**Excerpts from segmentation records:**
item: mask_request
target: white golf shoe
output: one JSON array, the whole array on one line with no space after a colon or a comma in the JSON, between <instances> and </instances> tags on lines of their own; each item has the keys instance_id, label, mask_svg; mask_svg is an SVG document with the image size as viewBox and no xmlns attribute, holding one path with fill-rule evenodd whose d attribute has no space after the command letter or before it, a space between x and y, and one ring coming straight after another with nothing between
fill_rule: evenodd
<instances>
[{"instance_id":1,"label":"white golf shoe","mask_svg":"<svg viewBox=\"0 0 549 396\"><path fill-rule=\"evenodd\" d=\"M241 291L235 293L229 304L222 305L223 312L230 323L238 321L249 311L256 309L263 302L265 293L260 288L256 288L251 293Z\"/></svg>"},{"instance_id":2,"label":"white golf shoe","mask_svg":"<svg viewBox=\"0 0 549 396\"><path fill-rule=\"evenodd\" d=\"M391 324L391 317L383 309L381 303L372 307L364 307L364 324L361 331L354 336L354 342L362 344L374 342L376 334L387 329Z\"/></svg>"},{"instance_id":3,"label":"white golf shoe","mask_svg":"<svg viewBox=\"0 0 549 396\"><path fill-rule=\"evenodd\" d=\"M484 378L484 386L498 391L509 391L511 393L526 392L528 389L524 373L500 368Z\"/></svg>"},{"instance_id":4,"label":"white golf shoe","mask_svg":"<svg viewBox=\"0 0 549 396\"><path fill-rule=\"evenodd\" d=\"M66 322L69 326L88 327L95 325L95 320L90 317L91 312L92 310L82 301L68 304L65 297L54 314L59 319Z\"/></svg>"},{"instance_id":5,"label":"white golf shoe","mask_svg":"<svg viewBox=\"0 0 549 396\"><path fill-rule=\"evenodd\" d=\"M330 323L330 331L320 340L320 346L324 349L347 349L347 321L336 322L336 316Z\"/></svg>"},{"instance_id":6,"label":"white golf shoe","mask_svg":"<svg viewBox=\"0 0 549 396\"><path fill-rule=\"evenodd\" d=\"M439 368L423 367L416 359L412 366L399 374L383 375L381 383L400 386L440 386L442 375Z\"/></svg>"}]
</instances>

**Task statement:**
Render every line of the material above as a JSON list of strings, with one string per line and blank lines omitted.

**Task response:**
[
  "item: mask_request",
  "target: white golf shoe",
  "output: one JSON array, the whole array on one line with no space after a colon or a comma in the JSON, between <instances> and </instances> tags on lines of their own; each item has the keys instance_id, label, mask_svg; mask_svg is an SVG document with the image size as viewBox and no xmlns attribute, holding one path with fill-rule evenodd whose d attribute has no space after the command letter or before it, a space between x and y, and one ring coming straight after another with nothing between",
  "fill_rule: evenodd",
  "<instances>",
  "[{\"instance_id\":1,\"label\":\"white golf shoe\",\"mask_svg\":\"<svg viewBox=\\\"0 0 549 396\\\"><path fill-rule=\\\"evenodd\\\" d=\\\"M241 291L235 293L229 304L222 305L223 312L230 323L238 321L249 311L256 309L263 302L265 293L260 288L256 288L251 293Z\\\"/></svg>\"},{\"instance_id\":2,\"label\":\"white golf shoe\",\"mask_svg\":\"<svg viewBox=\\\"0 0 549 396\\\"><path fill-rule=\\\"evenodd\\\" d=\\\"M391 324L391 317L383 309L381 303L372 307L364 307L364 324L361 331L354 336L354 342L362 344L374 342L376 334L387 329Z\\\"/></svg>\"},{\"instance_id\":3,\"label\":\"white golf shoe\",\"mask_svg\":\"<svg viewBox=\\\"0 0 549 396\\\"><path fill-rule=\\\"evenodd\\\" d=\\\"M484 378L484 386L498 391L509 391L511 393L526 392L528 389L524 373L500 368Z\\\"/></svg>\"},{\"instance_id\":4,\"label\":\"white golf shoe\",\"mask_svg\":\"<svg viewBox=\\\"0 0 549 396\\\"><path fill-rule=\\\"evenodd\\\" d=\\\"M66 322L69 326L88 327L95 325L95 320L90 317L91 312L92 310L82 301L68 304L65 297L54 314L59 319Z\\\"/></svg>\"},{\"instance_id\":5,\"label\":\"white golf shoe\",\"mask_svg\":\"<svg viewBox=\\\"0 0 549 396\\\"><path fill-rule=\\\"evenodd\\\" d=\\\"M330 323L330 331L320 340L320 346L324 349L347 349L347 321L336 322L336 316Z\\\"/></svg>\"},{\"instance_id\":6,\"label\":\"white golf shoe\",\"mask_svg\":\"<svg viewBox=\\\"0 0 549 396\\\"><path fill-rule=\\\"evenodd\\\" d=\\\"M439 368L423 367L416 359L412 366L399 374L383 375L381 383L400 386L440 386L442 375Z\\\"/></svg>\"}]",
  "</instances>"
]